» Requirements
Gather every line in the listing below that contains the string "white", copying each one in full.

══════════

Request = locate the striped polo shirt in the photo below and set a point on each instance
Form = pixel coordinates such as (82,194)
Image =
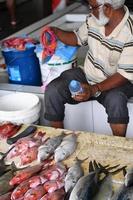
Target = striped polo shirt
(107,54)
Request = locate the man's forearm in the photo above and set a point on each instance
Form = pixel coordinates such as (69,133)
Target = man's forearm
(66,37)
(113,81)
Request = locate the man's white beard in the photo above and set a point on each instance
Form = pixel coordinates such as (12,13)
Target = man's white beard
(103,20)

══════════

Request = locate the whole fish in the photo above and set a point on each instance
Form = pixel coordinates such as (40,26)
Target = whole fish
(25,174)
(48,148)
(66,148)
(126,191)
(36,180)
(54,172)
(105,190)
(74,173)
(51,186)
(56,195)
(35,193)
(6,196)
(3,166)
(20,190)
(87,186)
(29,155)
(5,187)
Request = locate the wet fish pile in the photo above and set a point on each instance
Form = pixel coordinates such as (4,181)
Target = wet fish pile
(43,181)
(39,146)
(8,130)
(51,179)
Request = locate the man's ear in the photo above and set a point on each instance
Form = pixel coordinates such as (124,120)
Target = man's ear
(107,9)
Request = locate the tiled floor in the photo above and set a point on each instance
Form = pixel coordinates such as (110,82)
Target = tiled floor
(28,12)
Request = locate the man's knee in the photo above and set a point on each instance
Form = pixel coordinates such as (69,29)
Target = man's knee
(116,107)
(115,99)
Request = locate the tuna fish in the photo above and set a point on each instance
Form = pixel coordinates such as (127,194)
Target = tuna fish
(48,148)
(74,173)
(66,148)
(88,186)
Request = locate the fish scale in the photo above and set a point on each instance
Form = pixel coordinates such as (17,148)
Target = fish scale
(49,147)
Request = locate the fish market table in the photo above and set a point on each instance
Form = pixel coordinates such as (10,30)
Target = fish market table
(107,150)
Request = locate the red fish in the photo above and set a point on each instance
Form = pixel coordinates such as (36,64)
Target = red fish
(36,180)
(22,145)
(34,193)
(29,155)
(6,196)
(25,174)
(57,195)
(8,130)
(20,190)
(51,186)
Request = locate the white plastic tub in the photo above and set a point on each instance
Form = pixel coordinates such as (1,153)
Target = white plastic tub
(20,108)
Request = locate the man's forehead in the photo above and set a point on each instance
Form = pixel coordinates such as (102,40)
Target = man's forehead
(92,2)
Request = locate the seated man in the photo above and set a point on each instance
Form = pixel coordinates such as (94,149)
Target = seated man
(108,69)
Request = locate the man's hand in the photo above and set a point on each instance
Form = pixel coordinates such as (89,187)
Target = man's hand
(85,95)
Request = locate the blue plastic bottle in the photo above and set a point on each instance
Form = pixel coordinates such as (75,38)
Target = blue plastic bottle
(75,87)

══════════

» Task solution
Request = locate the man's white beard in the photo above and set a point on each instance
Target = man's white beard
Request = locate the white plastic tub in the photo above and set a point on each instance
Target = white plastic tub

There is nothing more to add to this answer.